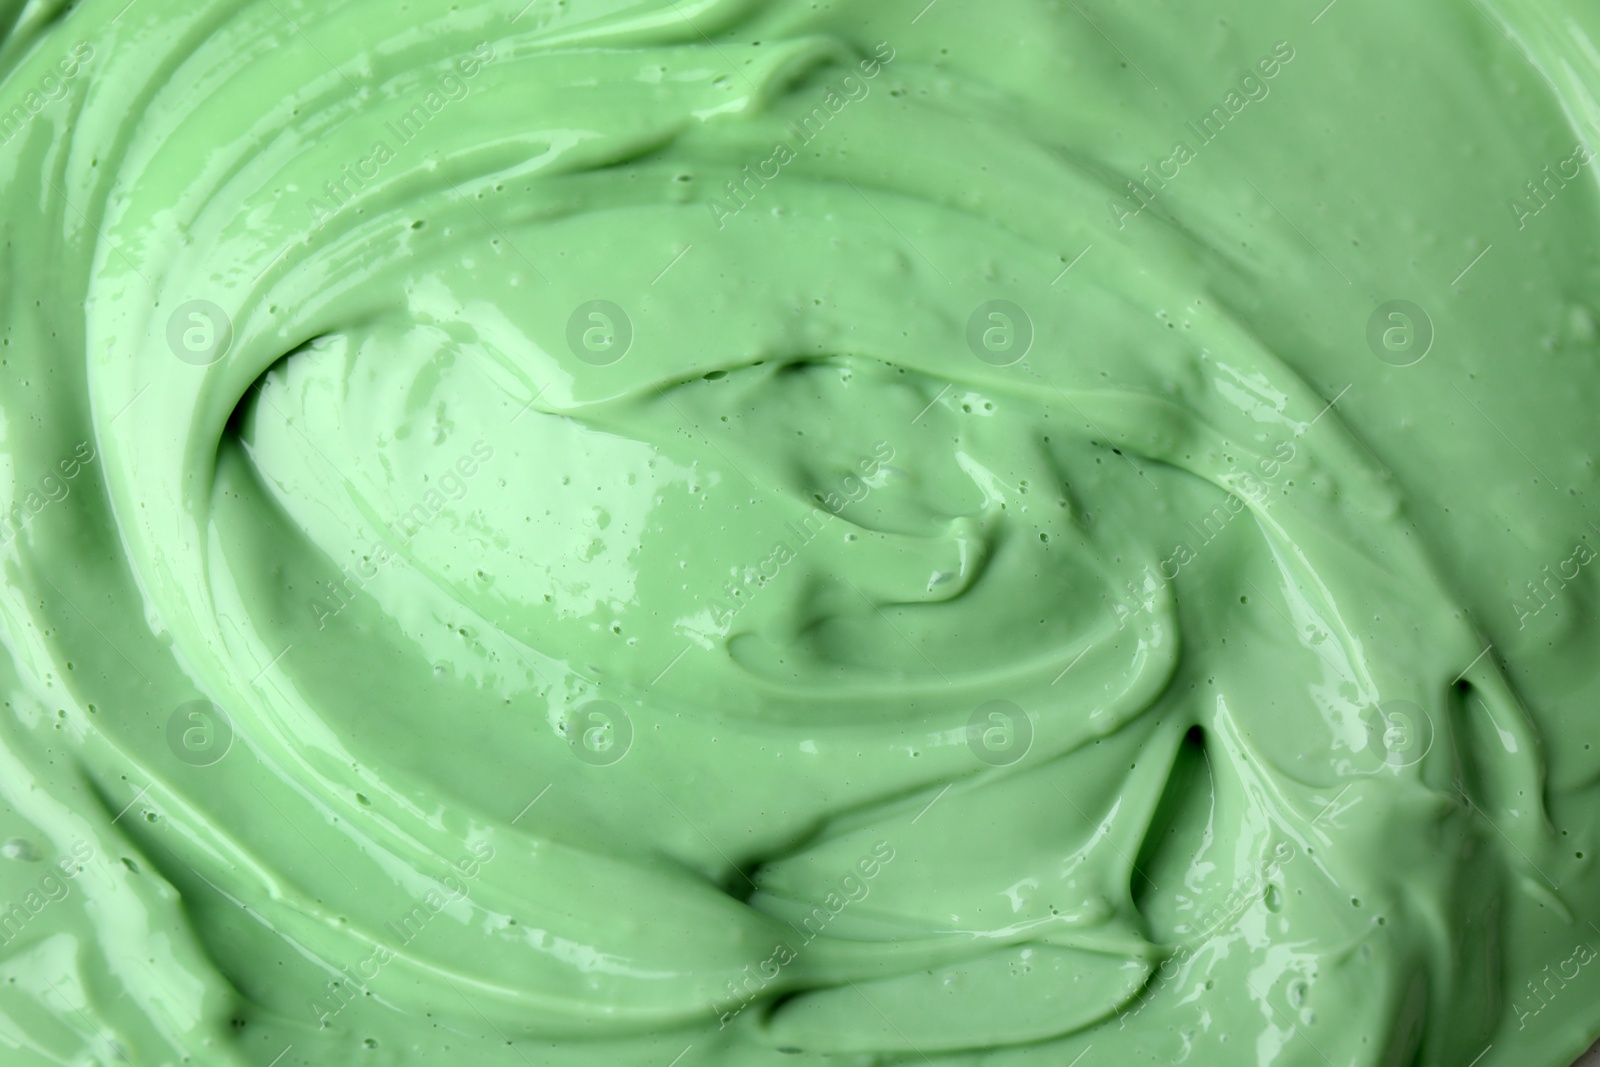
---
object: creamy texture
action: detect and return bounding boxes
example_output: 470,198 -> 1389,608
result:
......
• **Task objective**: Your answer must be the records exactly as they stand, with no pictures in it.

• **Exercise solution**:
---
object: creamy texture
action: detect and return bounding boxes
example_output: 470,198 -> 1389,608
result:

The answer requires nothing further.